#### STATED EXERCISE:
Turn the lines below into a Markdown table with the columns No. and Line, numbering each row and skipping any blank lines. Leave the pictures out of the table.

#### ROWS:
►
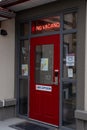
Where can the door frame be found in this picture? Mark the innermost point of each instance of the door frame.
(61, 32)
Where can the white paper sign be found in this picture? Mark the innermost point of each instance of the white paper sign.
(44, 88)
(70, 60)
(44, 64)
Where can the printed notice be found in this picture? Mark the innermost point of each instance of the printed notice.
(24, 69)
(44, 64)
(70, 60)
(70, 73)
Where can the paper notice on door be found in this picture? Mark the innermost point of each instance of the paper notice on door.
(44, 64)
(70, 73)
(70, 60)
(24, 68)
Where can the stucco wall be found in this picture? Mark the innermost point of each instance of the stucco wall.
(86, 63)
(7, 51)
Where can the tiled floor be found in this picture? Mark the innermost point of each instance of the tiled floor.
(4, 125)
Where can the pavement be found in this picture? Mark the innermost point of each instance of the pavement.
(5, 125)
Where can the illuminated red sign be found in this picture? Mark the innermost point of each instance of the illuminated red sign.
(46, 27)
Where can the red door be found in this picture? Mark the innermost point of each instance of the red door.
(44, 79)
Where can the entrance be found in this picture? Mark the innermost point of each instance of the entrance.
(44, 81)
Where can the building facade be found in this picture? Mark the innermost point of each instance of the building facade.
(45, 60)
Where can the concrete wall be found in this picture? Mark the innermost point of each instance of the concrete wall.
(7, 55)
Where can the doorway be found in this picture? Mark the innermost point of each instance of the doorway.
(45, 77)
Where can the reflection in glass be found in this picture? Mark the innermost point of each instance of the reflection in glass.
(23, 97)
(44, 64)
(69, 104)
(69, 56)
(70, 20)
(24, 57)
(24, 29)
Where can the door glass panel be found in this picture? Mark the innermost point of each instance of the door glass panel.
(69, 104)
(44, 64)
(69, 56)
(23, 96)
(70, 20)
(24, 44)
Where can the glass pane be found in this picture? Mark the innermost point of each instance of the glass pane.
(69, 104)
(44, 64)
(69, 56)
(23, 97)
(46, 25)
(70, 20)
(24, 29)
(24, 57)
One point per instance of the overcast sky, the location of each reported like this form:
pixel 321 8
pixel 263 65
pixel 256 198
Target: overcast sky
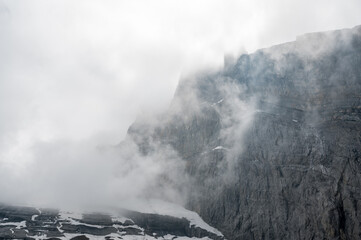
pixel 81 71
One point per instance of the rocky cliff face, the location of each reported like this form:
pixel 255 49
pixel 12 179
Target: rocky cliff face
pixel 39 223
pixel 272 143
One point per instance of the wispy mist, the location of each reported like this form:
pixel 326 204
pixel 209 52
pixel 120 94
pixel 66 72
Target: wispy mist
pixel 75 75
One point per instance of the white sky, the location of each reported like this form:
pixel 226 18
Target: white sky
pixel 83 70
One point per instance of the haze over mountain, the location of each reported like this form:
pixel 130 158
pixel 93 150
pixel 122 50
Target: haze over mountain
pixel 259 145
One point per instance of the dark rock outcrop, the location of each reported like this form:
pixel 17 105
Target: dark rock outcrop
pixel 280 158
pixel 31 223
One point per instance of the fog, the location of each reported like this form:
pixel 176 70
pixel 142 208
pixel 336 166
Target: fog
pixel 75 75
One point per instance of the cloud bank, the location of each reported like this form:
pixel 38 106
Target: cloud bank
pixel 75 75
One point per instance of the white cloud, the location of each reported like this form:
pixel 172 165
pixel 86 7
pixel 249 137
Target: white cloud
pixel 79 70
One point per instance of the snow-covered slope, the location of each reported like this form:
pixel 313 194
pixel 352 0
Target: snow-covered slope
pixel 151 219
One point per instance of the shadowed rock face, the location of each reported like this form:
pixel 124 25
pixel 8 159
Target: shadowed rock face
pixel 294 171
pixel 32 223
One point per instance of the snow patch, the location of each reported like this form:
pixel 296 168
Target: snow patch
pixel 219 148
pixel 160 207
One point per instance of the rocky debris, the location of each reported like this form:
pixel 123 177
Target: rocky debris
pixel 293 171
pixel 32 223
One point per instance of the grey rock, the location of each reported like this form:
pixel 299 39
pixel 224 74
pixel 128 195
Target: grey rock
pixel 297 174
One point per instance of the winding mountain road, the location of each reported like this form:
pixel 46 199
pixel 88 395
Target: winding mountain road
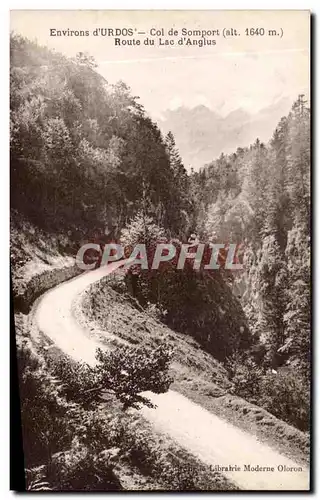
pixel 214 441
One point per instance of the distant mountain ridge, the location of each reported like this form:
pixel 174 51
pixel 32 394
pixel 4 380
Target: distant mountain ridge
pixel 202 134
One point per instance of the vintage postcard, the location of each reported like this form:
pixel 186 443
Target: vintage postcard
pixel 160 249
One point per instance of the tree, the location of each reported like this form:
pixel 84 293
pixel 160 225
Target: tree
pixel 126 372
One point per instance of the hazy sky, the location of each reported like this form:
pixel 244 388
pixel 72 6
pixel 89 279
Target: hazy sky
pixel 239 71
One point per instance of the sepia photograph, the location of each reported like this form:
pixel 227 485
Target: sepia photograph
pixel 160 249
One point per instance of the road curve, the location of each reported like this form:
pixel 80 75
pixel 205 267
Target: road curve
pixel 211 439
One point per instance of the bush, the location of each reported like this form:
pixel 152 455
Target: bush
pixel 286 394
pixel 126 373
pixel 246 377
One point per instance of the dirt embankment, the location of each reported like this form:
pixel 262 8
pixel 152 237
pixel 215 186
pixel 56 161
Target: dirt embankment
pixel 197 375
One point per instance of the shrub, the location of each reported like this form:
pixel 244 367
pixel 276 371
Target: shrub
pixel 126 373
pixel 286 394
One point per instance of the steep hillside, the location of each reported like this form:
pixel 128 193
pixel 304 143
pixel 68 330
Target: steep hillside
pixel 116 319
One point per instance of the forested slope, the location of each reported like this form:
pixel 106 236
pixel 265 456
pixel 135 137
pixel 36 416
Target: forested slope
pixel 88 164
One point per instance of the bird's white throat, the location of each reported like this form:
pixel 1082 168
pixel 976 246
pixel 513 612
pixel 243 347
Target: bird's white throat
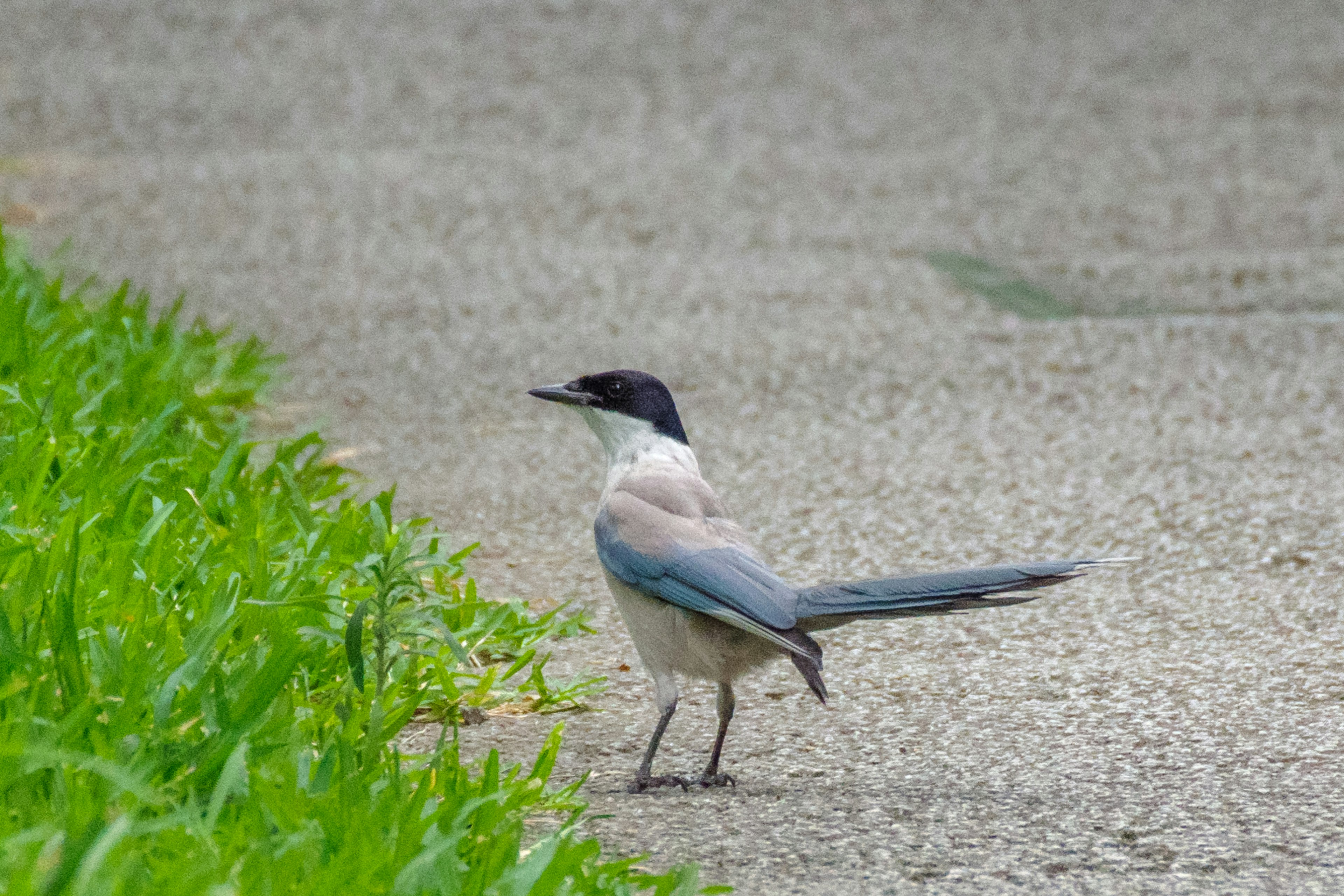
pixel 631 442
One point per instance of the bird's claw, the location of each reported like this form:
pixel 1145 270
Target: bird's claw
pixel 648 782
pixel 718 781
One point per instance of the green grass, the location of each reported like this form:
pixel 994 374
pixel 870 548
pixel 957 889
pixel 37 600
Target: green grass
pixel 209 647
pixel 1002 288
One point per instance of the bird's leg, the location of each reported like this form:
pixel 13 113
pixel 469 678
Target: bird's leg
pixel 712 777
pixel 646 780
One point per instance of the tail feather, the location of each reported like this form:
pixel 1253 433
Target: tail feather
◄
#### EXPECTED OUTPUT:
| No. | Line |
|---|---|
| 1 | Where can the door frame be found in this picture? Mark the innermost point of each instance of the door frame. |
| 2 | (61, 32) |
| 3 | Where can the white paper sign be found in this picture? Mark the innermost point of each instance of the white paper sign. |
| 4 | (44, 88) |
| 5 | (70, 60) |
| 6 | (44, 64) |
| 7 | Where can the printed notice be found in this picture? Mark the innermost point of each instance of the printed notice. |
| 8 | (24, 69) |
| 9 | (44, 64) |
| 10 | (70, 60) |
| 11 | (70, 73) |
| 12 | Where can the paper notice on door be found in this picture? Mark the innermost point of each instance of the paper notice on door. |
| 13 | (44, 64) |
| 14 | (70, 73) |
| 15 | (70, 60) |
| 16 | (24, 68) |
| 17 | Where can the stucco wall be found in this picture? Mark the innermost point of each instance of the stucco wall. |
| 18 | (86, 63) |
| 19 | (7, 51) |
| 20 | Where can the tiled floor be found in this picture? Mark the innermost point of each instance of the tiled floor. |
| 21 | (4, 125) |
| 22 | Where can the pavement be found in this picture? Mark the innermost point of each instance of the pavement. |
| 23 | (5, 125) |
| 24 | Where can the illuminated red sign be found in this picture? Mark the innermost point of each instance of the illuminated red sign. |
| 25 | (46, 27) |
| 26 | Where can the red door be found in this picture? Mark the innermost point of each instance of the red door. |
| 27 | (44, 79) |
| 28 | Where can the entrance be found in this picture? Mark the innermost point of each instance of the entrance. |
| 29 | (44, 81) |
| 30 | Where can the building facade be found in this picture? Mark the innermost point of each instance of the building facade. |
| 31 | (45, 60) |
| 32 | Where can the concrete wall be found in this picture? Mark the innermost point of each instance of the concrete wall. |
| 33 | (7, 55) |
| 34 | Where can the doorway be found in this picture? Mark the innermost point of each instance of the doorway. |
| 35 | (45, 77) |
| 36 | Where can the reflection in glass be found in this picture? Mark the innermost point of each instance of the reflection in glass. |
| 37 | (23, 97) |
| 38 | (44, 64) |
| 39 | (69, 104) |
| 40 | (69, 56) |
| 41 | (70, 20) |
| 42 | (24, 57) |
| 43 | (24, 29) |
| 44 | Where can the door glass panel be found in this picture? Mark the innermost point of each instance of the door glass panel. |
| 45 | (69, 104) |
| 46 | (44, 64) |
| 47 | (69, 56) |
| 48 | (23, 96) |
| 49 | (70, 20) |
| 50 | (24, 44) |
| 51 | Where can the glass pane be found in this picture? Mark the innermost point of each instance of the glass pane. |
| 52 | (69, 104) |
| 53 | (44, 64) |
| 54 | (69, 56) |
| 55 | (23, 97) |
| 56 | (46, 25) |
| 57 | (70, 20) |
| 58 | (24, 29) |
| 59 | (24, 57) |
| 60 | One point per instance of the overcast sky, the location of each reported like this form: |
| 61 | pixel 321 8 |
| 62 | pixel 263 65 |
| 63 | pixel 256 198 |
| 64 | Target: overcast sky |
| 65 | pixel 81 71 |
| 66 | One point per instance of the rocky cliff face, the location of each reported like this form: |
| 67 | pixel 255 49 |
| 68 | pixel 12 179 |
| 69 | Target: rocky cliff face |
| 70 | pixel 39 223 |
| 71 | pixel 272 143 |
| 72 | One point per instance of the wispy mist, the location of each reported like this form: |
| 73 | pixel 326 204 |
| 74 | pixel 209 52 |
| 75 | pixel 120 94 |
| 76 | pixel 66 72 |
| 77 | Target: wispy mist |
| 78 | pixel 75 75 |
| 79 | One point per instance of the white sky, the location of each reported like this form: |
| 80 | pixel 226 18 |
| 81 | Target: white sky |
| 82 | pixel 83 70 |
| 83 | One point per instance of the haze over mountain, the location of each reported like this form: |
| 84 | pixel 130 158 |
| 85 | pixel 93 150 |
| 86 | pixel 122 50 |
| 87 | Target: haze over mountain |
| 88 | pixel 259 145 |
| 89 | One point per instance of the dark rock outcrop, the location of each reported like this form: |
| 90 | pixel 17 105 |
| 91 | Target: dark rock outcrop |
| 92 | pixel 280 158 |
| 93 | pixel 31 223 |
| 94 | One point per instance of the fog, the location of each reported like this form: |
| 95 | pixel 176 70 |
| 96 | pixel 142 208 |
| 97 | pixel 336 166 |
| 98 | Target: fog |
| 99 | pixel 75 75 |
| 100 | One point per instance of the cloud bank, the location of each reported like this form: |
| 101 | pixel 38 106 |
| 102 | Target: cloud bank |
| 103 | pixel 75 75 |
| 104 | One point per instance of the white cloud, the location of each reported like this form: |
| 105 | pixel 172 165 |
| 106 | pixel 86 7 |
| 107 | pixel 249 137 |
| 108 | Target: white cloud |
| 109 | pixel 79 70 |
| 110 | One point per instance of the snow-covered slope, the location of each reported like this form: |
| 111 | pixel 313 194 |
| 112 | pixel 352 0 |
| 113 | Target: snow-covered slope |
| 114 | pixel 151 219 |
| 115 | One point per instance of the shadowed rock face, the location of each reported like this form: |
| 116 | pixel 124 25 |
| 117 | pixel 8 159 |
| 118 | Target: shadowed rock face |
| 119 | pixel 294 171 |
| 120 | pixel 32 223 |
| 121 | One point per instance of the snow patch, the location of each reported like this form: |
| 122 | pixel 296 168 |
| 123 | Target: snow patch |
| 124 | pixel 219 148 |
| 125 | pixel 160 207 |
| 126 | One point per instance of the rocky debris, the location of each reported like this form: |
| 127 | pixel 123 177 |
| 128 | Target: rocky debris |
| 129 | pixel 293 171 |
| 130 | pixel 32 223 |
| 131 | One point per instance of the grey rock, the location of each reported like this form: |
| 132 | pixel 299 39 |
| 133 | pixel 224 74 |
| 134 | pixel 128 195 |
| 135 | Target: grey rock |
| 136 | pixel 297 174 |
| 137 | One point per instance of the winding mountain road, the location of each reported like this form: |
| 138 | pixel 46 199 |
| 139 | pixel 88 395 |
| 140 | Target: winding mountain road |
| 141 | pixel 214 441 |
| 142 | One point per instance of the distant mountain ridge, the location of each reported like this form: |
| 143 | pixel 174 51 |
| 144 | pixel 32 394 |
| 145 | pixel 4 380 |
| 146 | Target: distant mountain ridge |
| 147 | pixel 202 134 |
| 148 | One point per instance of the vintage postcard, the location of each reported like this form: |
| 149 | pixel 186 443 |
| 150 | Target: vintage postcard |
| 151 | pixel 160 249 |
| 152 | One point per instance of the tree, the location of each reported like this form: |
| 153 | pixel 84 293 |
| 154 | pixel 160 225 |
| 155 | Target: tree |
| 156 | pixel 126 372 |
| 157 | One point per instance of the hazy sky, the location of each reported like this form: |
| 158 | pixel 244 388 |
| 159 | pixel 72 6 |
| 160 | pixel 89 279 |
| 161 | Target: hazy sky |
| 162 | pixel 239 71 |
| 163 | One point per instance of the sepia photograph, the location of each reported like this form: |
| 164 | pixel 227 485 |
| 165 | Target: sepia photograph |
| 166 | pixel 160 249 |
| 167 | One point per instance of the road curve, the location of each reported like this form: |
| 168 | pixel 80 75 |
| 169 | pixel 205 267 |
| 170 | Target: road curve |
| 171 | pixel 211 439 |
| 172 | One point per instance of the bush, the location of each reported like this form: |
| 173 | pixel 152 455 |
| 174 | Target: bush |
| 175 | pixel 286 394 |
| 176 | pixel 126 373 |
| 177 | pixel 246 377 |
| 178 | One point per instance of the dirt embankment, the location of each reported like this form: |
| 179 | pixel 262 8 |
| 180 | pixel 152 237 |
| 181 | pixel 215 186 |
| 182 | pixel 56 161 |
| 183 | Target: dirt embankment |
| 184 | pixel 197 375 |
| 185 | One point per instance of the shrub, the location of each reported like this form: |
| 186 | pixel 244 367 |
| 187 | pixel 276 371 |
| 188 | Target: shrub |
| 189 | pixel 126 373 |
| 190 | pixel 286 394 |
| 191 | One point per instance of the steep hillside, the location of each reported like this form: |
| 192 | pixel 128 193 |
| 193 | pixel 304 143 |
| 194 | pixel 68 330 |
| 195 | Target: steep hillside |
| 196 | pixel 116 319 |
| 197 | One point per instance of the forested slope, the location of each reported like this form: |
| 198 | pixel 106 236 |
| 199 | pixel 265 456 |
| 200 | pixel 135 137 |
| 201 | pixel 36 416 |
| 202 | Target: forested slope |
| 203 | pixel 88 164 |
| 204 | One point per instance of the bird's white throat, the location of each reported like this form: |
| 205 | pixel 1082 168 |
| 206 | pixel 976 246 |
| 207 | pixel 513 612 |
| 208 | pixel 243 347 |
| 209 | Target: bird's white throat |
| 210 | pixel 631 442 |
| 211 | One point per instance of the bird's claw, the location of each reported like this form: |
| 212 | pixel 1145 270 |
| 213 | Target: bird's claw |
| 214 | pixel 648 782 |
| 215 | pixel 718 781 |
| 216 | One point per instance of the green grass, the location of each reported like this form: |
| 217 | pixel 994 374 |
| 218 | pixel 870 548 |
| 219 | pixel 957 889 |
| 220 | pixel 37 600 |
| 221 | Target: green grass |
| 222 | pixel 209 647 |
| 223 | pixel 1002 288 |
| 224 | One point per instance of the bird's leg, the location of each reported like this form: |
| 225 | pixel 13 113 |
| 226 | pixel 469 678 |
| 227 | Target: bird's leg |
| 228 | pixel 712 777 |
| 229 | pixel 646 780 |
| 230 | One point per instance of the tail feather, the location of each reported like this form: |
| 231 | pixel 1253 433 |
| 232 | Target: tail feather |